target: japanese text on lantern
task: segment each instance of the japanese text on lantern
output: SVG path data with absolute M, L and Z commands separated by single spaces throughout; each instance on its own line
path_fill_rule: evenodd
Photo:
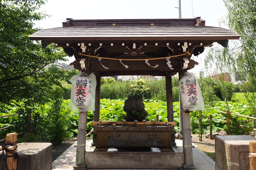
M 196 79 L 192 80 L 187 79 L 185 81 L 185 94 L 190 103 L 189 106 L 193 106 L 197 104 L 198 88 L 197 82 Z
M 89 86 L 88 86 L 89 83 Z M 86 79 L 78 79 L 76 82 L 74 94 L 77 106 L 85 106 L 84 103 L 89 93 L 92 92 L 92 82 Z M 90 99 L 88 99 L 90 100 Z

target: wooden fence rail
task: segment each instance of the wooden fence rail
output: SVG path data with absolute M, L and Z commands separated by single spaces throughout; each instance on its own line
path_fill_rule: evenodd
M 230 111 L 229 110 L 227 110 L 226 111 L 226 112 L 221 112 L 221 111 L 217 111 L 217 112 L 218 112 L 218 113 L 224 113 L 224 114 L 226 114 L 227 115 L 227 116 L 226 117 L 226 121 L 225 120 L 222 120 L 221 119 L 216 119 L 216 120 L 218 120 L 218 121 L 221 121 L 221 122 L 226 122 L 226 124 L 227 124 L 227 128 L 226 129 L 227 129 L 227 130 L 228 130 L 228 128 L 229 128 L 229 123 L 230 123 L 230 119 L 229 119 L 229 115 L 235 115 L 235 116 L 239 116 L 243 117 L 246 117 L 246 118 L 249 118 L 249 119 L 252 119 L 253 120 L 253 123 L 252 126 L 253 126 L 253 137 L 255 137 L 255 131 L 256 131 L 256 129 L 255 129 L 255 125 L 254 125 L 254 120 L 256 120 L 256 118 L 254 117 L 253 117 L 248 116 L 245 116 L 245 115 L 238 115 L 238 114 L 235 114 L 234 113 L 230 113 Z M 211 116 L 211 115 L 210 115 L 210 116 Z M 211 116 L 210 117 L 209 117 L 209 121 L 209 121 L 210 122 L 210 128 L 211 128 L 211 125 L 212 125 L 211 124 L 211 118 L 212 118 L 212 117 Z M 240 126 L 243 126 L 243 125 L 240 125 Z M 217 127 L 217 129 L 220 129 L 221 130 L 224 130 L 224 129 L 223 129 L 222 128 L 219 128 L 218 127 Z M 211 134 L 212 134 L 212 128 L 210 128 L 210 139 L 212 139 L 212 138 L 211 137 Z
M 19 115 L 19 114 L 18 113 L 14 113 L 14 114 L 11 114 L 10 115 L 3 115 L 3 116 L 0 116 L 0 118 L 1 118 L 2 117 L 5 117 L 10 116 L 14 116 L 14 115 Z M 4 130 L 4 129 L 6 129 L 9 128 L 10 127 L 12 127 L 12 126 L 15 126 L 15 125 L 9 125 L 9 126 L 5 126 L 4 127 L 3 127 L 3 128 L 0 128 L 0 130 Z M 0 142 L 3 142 L 4 140 L 5 139 L 6 139 L 6 138 L 5 138 L 3 139 L 0 140 Z

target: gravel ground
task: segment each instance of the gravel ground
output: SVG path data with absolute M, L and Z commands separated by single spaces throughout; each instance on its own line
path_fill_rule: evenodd
M 204 152 L 215 152 L 215 141 L 214 139 L 210 140 L 203 135 L 202 141 L 199 140 L 198 135 L 192 135 L 192 142 L 198 147 L 198 148 Z
M 69 147 L 76 141 L 77 138 L 73 137 L 67 139 L 62 144 L 59 145 L 52 145 L 52 162 Z
M 202 138 L 202 141 L 200 141 L 198 135 L 192 134 L 192 142 L 202 151 L 206 152 L 207 154 L 207 152 L 215 153 L 215 141 L 214 139 L 211 140 L 207 139 L 205 138 L 205 135 L 203 135 Z M 76 137 L 74 137 L 66 140 L 60 144 L 53 145 L 52 162 L 72 145 L 77 140 Z

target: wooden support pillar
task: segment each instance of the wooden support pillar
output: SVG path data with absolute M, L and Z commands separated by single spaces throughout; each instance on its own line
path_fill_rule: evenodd
M 86 130 L 87 112 L 79 112 L 78 123 L 76 156 L 74 169 L 85 169 L 84 154 L 85 153 Z
M 172 76 L 165 76 L 166 86 L 166 105 L 167 105 L 167 118 L 168 122 L 173 122 L 173 105 L 172 103 Z M 172 135 L 172 146 L 176 146 L 175 136 L 173 133 Z
M 255 155 L 256 154 L 256 140 L 251 140 L 249 143 L 250 170 L 253 170 L 256 169 L 256 155 Z
M 14 142 L 17 141 L 17 134 L 16 133 L 8 133 L 6 136 L 6 143 L 10 143 L 13 144 Z M 17 147 L 17 143 L 13 145 L 14 148 Z M 17 149 L 13 150 L 14 152 L 17 152 Z M 14 157 L 8 157 L 12 156 L 12 154 L 11 153 L 7 153 L 7 158 L 6 163 L 8 169 L 10 170 L 16 170 L 17 169 L 17 159 L 15 159 Z
M 181 68 L 179 73 L 179 79 L 180 79 L 184 75 L 184 73 Z M 193 161 L 190 112 L 186 111 L 184 110 L 180 100 L 180 116 L 181 118 L 181 122 L 180 122 L 180 123 L 181 124 L 182 126 L 183 152 L 184 152 L 185 161 L 185 163 L 182 166 L 182 169 L 196 169 L 196 167 L 194 165 Z
M 96 75 L 96 81 L 97 85 L 96 86 L 96 89 L 95 92 L 95 110 L 94 112 L 93 121 L 94 122 L 99 122 L 100 121 L 100 82 L 101 77 L 97 74 Z M 96 126 L 93 126 L 93 128 Z M 93 137 L 92 140 L 92 146 L 97 146 L 97 132 L 95 130 L 93 131 Z
M 229 126 L 229 123 L 230 123 L 230 119 L 229 118 L 229 116 L 230 116 L 230 111 L 228 110 L 227 110 L 226 111 L 226 114 L 227 114 L 227 118 L 226 121 L 227 121 L 227 129 L 228 129 L 228 127 Z M 228 135 L 230 135 L 228 134 Z

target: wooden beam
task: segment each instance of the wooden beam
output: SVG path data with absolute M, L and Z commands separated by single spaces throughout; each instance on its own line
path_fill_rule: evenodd
M 84 154 L 85 152 L 86 130 L 87 126 L 87 112 L 79 112 L 77 132 L 77 144 L 76 165 L 74 169 L 85 168 Z
M 109 56 L 110 56 L 110 53 L 109 53 L 109 52 L 108 51 L 108 48 L 107 47 L 104 47 L 104 48 L 106 52 L 108 54 L 108 55 Z
M 130 75 L 150 75 L 158 76 L 165 76 L 166 74 L 168 75 L 173 76 L 177 73 L 177 71 L 165 71 L 158 70 L 113 70 L 108 71 L 100 71 L 100 75 L 102 77 L 114 76 L 129 76 Z
M 102 125 L 111 125 L 114 123 L 116 123 L 116 125 L 123 125 L 123 122 L 92 122 L 92 124 L 93 126 L 99 125 L 101 124 Z M 145 123 L 145 124 L 144 124 Z M 137 123 L 138 125 L 155 125 L 155 123 L 156 125 L 165 125 L 167 123 L 167 124 L 175 126 L 176 126 L 176 122 L 139 122 Z M 124 123 L 124 125 L 134 125 L 135 123 L 133 122 L 126 122 Z
M 100 81 L 101 77 L 99 76 L 99 73 L 97 73 L 96 76 L 97 85 L 95 93 L 95 110 L 93 113 L 93 121 L 97 122 L 100 121 Z M 94 128 L 95 128 L 94 126 Z M 97 132 L 93 131 L 93 137 L 92 139 L 93 143 L 92 145 L 93 146 L 97 146 Z
M 166 98 L 167 105 L 167 118 L 168 122 L 173 122 L 173 107 L 172 104 L 172 76 L 165 76 L 166 86 Z M 172 146 L 176 146 L 174 133 L 172 136 Z
M 180 68 L 179 71 L 179 79 L 184 75 L 184 72 Z M 183 108 L 181 102 L 180 102 L 180 124 L 181 124 L 182 128 L 183 152 L 184 152 L 185 163 L 182 166 L 184 170 L 196 169 L 196 166 L 193 162 L 193 154 L 192 152 L 192 141 L 191 139 L 191 129 L 190 124 L 190 115 L 189 112 L 185 112 Z M 181 122 L 180 122 L 180 120 Z
M 17 152 L 17 134 L 16 133 L 8 133 L 6 135 L 6 143 L 10 143 L 13 144 L 14 143 L 16 142 L 16 144 L 13 145 L 14 148 L 16 148 L 13 150 L 13 152 Z M 15 159 L 14 157 L 12 157 L 13 155 L 12 153 L 7 152 L 6 165 L 8 169 L 16 170 L 17 168 L 17 159 Z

» Goal: Please give the records again from the start through the line with "M 89 86 L 88", with "lantern" swapped for "paper lamp" and nothing else changed. Leave the pictures out of your answer.

» Finished task:
target: japanese text on paper lamp
task: segment each instance of the japanese text on paper lamp
output: SVG path data with absolute M, L and Z commands separated by single spaces throughout; each instance on its own line
path_fill_rule: evenodd
Photo:
M 196 79 L 192 80 L 187 79 L 185 81 L 185 94 L 190 103 L 189 106 L 193 106 L 197 104 L 198 88 L 197 82 Z
M 89 86 L 88 86 L 89 83 Z M 86 79 L 78 79 L 76 82 L 74 94 L 77 106 L 85 106 L 84 103 L 89 93 L 92 92 L 92 82 Z M 90 99 L 88 99 L 90 100 Z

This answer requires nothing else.